# DESCRIPTION OF THE TASK:
Send back the entries below exactly as they appear.

# RECORDED DATA:
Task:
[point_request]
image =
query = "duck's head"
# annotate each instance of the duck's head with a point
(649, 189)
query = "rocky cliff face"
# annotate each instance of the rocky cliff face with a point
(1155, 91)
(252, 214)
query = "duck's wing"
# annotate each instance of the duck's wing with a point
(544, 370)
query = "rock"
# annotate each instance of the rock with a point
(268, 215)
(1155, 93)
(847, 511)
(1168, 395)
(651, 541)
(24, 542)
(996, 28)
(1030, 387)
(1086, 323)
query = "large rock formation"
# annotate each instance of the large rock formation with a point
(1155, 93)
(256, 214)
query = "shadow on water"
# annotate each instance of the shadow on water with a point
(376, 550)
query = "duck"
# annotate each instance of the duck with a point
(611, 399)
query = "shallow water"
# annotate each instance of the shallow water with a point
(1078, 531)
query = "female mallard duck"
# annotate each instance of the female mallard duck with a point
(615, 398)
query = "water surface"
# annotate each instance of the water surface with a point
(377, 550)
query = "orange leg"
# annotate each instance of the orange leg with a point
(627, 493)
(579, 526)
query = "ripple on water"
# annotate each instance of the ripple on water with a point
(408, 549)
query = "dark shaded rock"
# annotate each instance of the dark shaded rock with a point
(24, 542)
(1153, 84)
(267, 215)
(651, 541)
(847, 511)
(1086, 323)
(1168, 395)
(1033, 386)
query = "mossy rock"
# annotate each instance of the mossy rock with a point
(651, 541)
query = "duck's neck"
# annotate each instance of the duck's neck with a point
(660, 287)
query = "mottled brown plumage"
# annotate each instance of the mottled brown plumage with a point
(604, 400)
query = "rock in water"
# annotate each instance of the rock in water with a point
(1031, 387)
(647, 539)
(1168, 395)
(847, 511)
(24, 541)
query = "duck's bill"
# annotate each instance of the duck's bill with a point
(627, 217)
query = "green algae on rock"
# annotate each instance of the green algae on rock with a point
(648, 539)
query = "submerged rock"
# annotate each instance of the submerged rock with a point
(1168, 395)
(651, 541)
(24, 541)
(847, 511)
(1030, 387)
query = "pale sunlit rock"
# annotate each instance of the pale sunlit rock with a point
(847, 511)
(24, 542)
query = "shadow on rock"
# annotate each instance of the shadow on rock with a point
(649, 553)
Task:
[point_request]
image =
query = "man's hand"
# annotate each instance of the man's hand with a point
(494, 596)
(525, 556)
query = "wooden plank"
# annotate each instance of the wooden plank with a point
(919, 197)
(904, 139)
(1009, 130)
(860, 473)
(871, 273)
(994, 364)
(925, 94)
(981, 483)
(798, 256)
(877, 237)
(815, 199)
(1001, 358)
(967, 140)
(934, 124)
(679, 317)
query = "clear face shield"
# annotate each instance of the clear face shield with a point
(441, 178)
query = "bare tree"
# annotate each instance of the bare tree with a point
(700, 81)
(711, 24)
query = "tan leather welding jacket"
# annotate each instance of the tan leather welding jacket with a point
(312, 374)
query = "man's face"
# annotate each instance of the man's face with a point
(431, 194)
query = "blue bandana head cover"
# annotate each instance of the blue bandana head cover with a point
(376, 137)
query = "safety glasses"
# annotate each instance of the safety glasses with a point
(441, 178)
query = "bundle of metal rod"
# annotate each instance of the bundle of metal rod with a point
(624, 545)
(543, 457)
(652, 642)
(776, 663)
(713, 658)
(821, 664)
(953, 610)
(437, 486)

# THE RESPONSE:
Task:
[point_request]
image =
query = "duck's head"
# annotate each instance of the duck's head with a point
(649, 189)
query = "rocky cliff face"
# annotate each instance of the rocky cliff face with a point
(1155, 91)
(252, 214)
query = "duck's wing"
# annotate each instance of the duck's wing with a point
(544, 370)
query = "rock"
# annotate each instance of the rock with a point
(268, 215)
(1155, 93)
(847, 511)
(1168, 395)
(651, 541)
(24, 542)
(996, 28)
(1030, 387)
(1086, 323)
query = "large rock formation"
# annotate each instance of the large rock formation with a point
(1155, 93)
(256, 214)
query = "shadow on water"
# annotate each instance of the shadow on water with a point
(376, 550)
query = "duck"
# annotate each instance of the duck with a point
(611, 399)
query = "shallow water"
# annotate each instance of the shallow water with a point
(1078, 531)
query = "female mallard duck"
# annotate each instance of the female mallard duck with a point
(615, 398)
query = "water surface"
# annotate each instance of the water surface with a point
(377, 550)
query = "orange leg"
# annotate each instance of the orange leg with a point
(627, 493)
(579, 526)
query = "ripple on water"
# annotate each instance of the ripple on water with a point
(408, 549)
query = "dark shaded rock"
# annotate each instance of the dark shaded rock with a point
(24, 542)
(1153, 84)
(267, 215)
(651, 541)
(847, 511)
(1086, 323)
(1168, 395)
(1033, 386)
query = "mossy rock"
# annotate each instance of the mossy rock with a point
(651, 541)
query = "duck's neck"
# annotate each instance of the duck's neck with a point
(660, 287)
query = "mottled brown plumage"
# annotate each instance of the mottled brown plumage with a point
(604, 400)
query = "rock in water"
# annotate each instance of the rock in water with a point
(1031, 387)
(647, 539)
(1168, 395)
(847, 511)
(24, 541)
query = "duck's bill"
# annotate each instance of the duck's bill with a point
(627, 217)
query = "green algae on rock"
# annotate each instance of the green algae on rock with a point
(648, 539)
query = "submerged rock"
# annotate each instance of the submerged rock with a point
(1168, 395)
(651, 541)
(24, 541)
(847, 511)
(1030, 387)
query = "pale sunlit rock"
# annotate each instance of the pale sunlit rock with a point
(847, 511)
(24, 542)
query = "shadow on rock"
# annotate each instance of the shadow on rock with a point
(649, 553)
Task:
[point_request]
image =
query = "man's hand"
# annotate each instance of the man's hand with a point
(494, 596)
(525, 556)
query = "wooden plank"
# annotate each instance of the wooden plank with a point
(919, 197)
(904, 139)
(1009, 130)
(860, 473)
(871, 273)
(994, 364)
(925, 94)
(981, 483)
(798, 256)
(877, 237)
(815, 199)
(1001, 358)
(967, 140)
(934, 124)
(679, 317)
query = "clear face shield"
# annotate each instance of the clear face shield with a point
(441, 178)
query = "bare tree"
# annotate each instance of the bare tree with a point
(700, 81)
(711, 24)
query = "tan leather welding jacket"
# annotate each instance of the tan leather welding jacket with a point
(312, 374)
query = "man's face"
# annotate each instance of the man's face with a point
(431, 194)
query = "blue bandana head cover"
# annotate each instance of the blue bandana head cover with a point
(376, 137)
query = "safety glasses"
# annotate each instance of the safety glasses with a point
(441, 178)
query = "bundle of metal rod"
# annotate each instance of the bundle of metal rod with a point
(624, 545)
(543, 457)
(652, 642)
(776, 663)
(713, 658)
(821, 664)
(953, 610)
(437, 486)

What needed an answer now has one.